### [Task to carry out]
Transfer everything from the line containing "Mark each instance of the ocean" down to the end of the records, requests included, adding 25 to every x and y coordinate in the answers.

=== Task data ===

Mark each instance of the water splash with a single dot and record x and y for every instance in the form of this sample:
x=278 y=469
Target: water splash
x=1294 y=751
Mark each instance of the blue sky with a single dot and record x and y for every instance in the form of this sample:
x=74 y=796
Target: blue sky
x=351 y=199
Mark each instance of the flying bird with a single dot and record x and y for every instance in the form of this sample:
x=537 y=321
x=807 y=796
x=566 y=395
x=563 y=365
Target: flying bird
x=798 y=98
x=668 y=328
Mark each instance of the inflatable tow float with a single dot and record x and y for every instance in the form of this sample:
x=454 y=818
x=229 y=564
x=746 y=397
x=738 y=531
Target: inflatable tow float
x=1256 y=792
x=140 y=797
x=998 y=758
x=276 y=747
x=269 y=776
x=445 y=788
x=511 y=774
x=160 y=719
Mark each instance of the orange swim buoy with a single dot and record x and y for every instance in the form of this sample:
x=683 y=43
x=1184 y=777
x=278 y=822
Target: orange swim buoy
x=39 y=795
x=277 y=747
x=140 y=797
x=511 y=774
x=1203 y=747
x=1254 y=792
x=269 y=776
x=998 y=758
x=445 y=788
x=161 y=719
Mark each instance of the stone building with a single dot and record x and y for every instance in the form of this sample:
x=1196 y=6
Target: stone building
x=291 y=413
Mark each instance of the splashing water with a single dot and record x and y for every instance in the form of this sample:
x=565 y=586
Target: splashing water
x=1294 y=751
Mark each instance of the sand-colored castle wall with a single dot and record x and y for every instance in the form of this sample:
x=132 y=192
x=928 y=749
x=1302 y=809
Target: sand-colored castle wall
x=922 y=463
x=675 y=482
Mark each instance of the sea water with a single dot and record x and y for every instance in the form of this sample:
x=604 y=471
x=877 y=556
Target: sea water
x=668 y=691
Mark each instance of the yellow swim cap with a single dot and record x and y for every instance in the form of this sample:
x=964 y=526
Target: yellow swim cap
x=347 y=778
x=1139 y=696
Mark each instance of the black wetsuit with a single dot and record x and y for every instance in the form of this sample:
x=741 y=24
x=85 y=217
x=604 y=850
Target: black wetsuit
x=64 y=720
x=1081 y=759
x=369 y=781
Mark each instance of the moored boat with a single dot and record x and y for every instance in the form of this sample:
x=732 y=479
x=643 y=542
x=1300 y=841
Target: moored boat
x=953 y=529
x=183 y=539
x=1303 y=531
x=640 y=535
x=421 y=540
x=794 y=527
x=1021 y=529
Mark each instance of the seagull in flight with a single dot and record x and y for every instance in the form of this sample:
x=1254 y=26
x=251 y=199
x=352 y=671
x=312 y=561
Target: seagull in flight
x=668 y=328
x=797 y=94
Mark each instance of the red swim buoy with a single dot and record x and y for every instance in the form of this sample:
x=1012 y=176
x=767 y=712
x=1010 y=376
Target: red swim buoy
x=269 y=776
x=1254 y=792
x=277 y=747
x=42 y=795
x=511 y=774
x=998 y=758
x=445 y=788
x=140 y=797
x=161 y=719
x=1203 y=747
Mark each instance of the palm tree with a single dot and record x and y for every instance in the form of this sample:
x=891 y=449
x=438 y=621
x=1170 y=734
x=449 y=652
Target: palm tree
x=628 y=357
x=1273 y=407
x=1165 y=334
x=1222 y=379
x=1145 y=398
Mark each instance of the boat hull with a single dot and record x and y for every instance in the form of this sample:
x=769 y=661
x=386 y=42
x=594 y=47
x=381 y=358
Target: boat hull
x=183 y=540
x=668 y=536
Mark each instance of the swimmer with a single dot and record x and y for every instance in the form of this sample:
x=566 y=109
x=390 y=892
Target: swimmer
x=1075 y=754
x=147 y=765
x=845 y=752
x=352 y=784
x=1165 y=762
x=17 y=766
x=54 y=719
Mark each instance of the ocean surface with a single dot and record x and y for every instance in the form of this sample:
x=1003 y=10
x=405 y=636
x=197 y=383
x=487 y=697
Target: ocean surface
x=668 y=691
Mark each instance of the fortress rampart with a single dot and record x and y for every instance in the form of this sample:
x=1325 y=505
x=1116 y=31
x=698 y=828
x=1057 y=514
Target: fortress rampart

===

### [Exercise response]
Mark each instance of the ocean surface with a single dot and record x and y for every instance in the form of this sample:
x=1003 y=10
x=405 y=636
x=197 y=383
x=487 y=697
Target: ocean surface
x=693 y=716
Mark each instance of the fortress rampart with a single dot and record x and y for every instance in the form of this sample:
x=1325 y=505
x=1116 y=31
x=698 y=828
x=1057 y=514
Target: fortress rampart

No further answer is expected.